Instructions for the task –
Only an exact, complete copy of the listing will serve as the answer.

Source material –

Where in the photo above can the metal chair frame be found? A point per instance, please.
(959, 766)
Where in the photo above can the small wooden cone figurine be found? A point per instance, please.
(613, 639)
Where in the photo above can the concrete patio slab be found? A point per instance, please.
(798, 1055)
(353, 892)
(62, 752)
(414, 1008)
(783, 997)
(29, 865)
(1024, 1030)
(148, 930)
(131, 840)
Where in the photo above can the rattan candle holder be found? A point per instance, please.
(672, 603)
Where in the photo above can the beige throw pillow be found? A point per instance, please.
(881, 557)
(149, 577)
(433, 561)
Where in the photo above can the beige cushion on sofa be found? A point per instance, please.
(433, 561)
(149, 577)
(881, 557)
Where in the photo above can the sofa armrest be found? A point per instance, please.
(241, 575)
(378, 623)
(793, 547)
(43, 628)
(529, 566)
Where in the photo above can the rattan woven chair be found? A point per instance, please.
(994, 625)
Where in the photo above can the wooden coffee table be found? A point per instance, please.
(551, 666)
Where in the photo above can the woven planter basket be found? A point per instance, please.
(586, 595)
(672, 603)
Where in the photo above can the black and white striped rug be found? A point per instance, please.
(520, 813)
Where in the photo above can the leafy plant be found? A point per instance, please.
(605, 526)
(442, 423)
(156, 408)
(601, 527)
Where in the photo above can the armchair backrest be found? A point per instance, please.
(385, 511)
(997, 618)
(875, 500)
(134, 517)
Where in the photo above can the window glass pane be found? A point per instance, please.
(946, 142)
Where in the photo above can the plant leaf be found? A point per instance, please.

Exercise answer –
Where in the photo above can the metal chair frame be found? A point per instance, please.
(959, 766)
Where in the photo above can the small wooden cone figurine be found? A point per instance, please.
(613, 639)
Where in the photo above can the concrete patio slab be found? A point per instance, please.
(798, 1055)
(353, 892)
(62, 752)
(414, 1008)
(783, 997)
(29, 865)
(1024, 1030)
(148, 930)
(131, 840)
Where in the photo above can the rattan candle holder be found? A point per instance, please.
(672, 603)
Where in the photo above can the beige throw pillow be found? A point per instance, please.
(881, 557)
(149, 577)
(433, 561)
Where in the photo above can the beige cushion on sofa be found? A point per instance, please.
(433, 561)
(149, 577)
(881, 557)
Where in the photo above can the sofa armrest be found? A point per instance, please.
(241, 575)
(378, 623)
(793, 547)
(43, 628)
(529, 566)
Where in the photo above can the rattan woven chair be found? A point per instance, please.
(994, 625)
Where in the photo above can the wooden coffee table be found? A point per instance, please.
(551, 666)
Where in the photo above can the woven planter basket be found? A point per instance, please.
(586, 595)
(672, 603)
Where in the photo above can the black and white striped rug be found? A point per instance, please.
(520, 813)
Where in the photo above can the leafy plant be found? A point per instance, please.
(605, 526)
(442, 423)
(156, 408)
(601, 527)
Where in the photo above can the armchair backrest be found? A point per instance, please.
(385, 511)
(997, 618)
(875, 500)
(134, 517)
Where in the photo above can the window glass pane be found? A point per instance, please.
(946, 142)
Where in the photo above can the plant leaf be found? A point per instance, please.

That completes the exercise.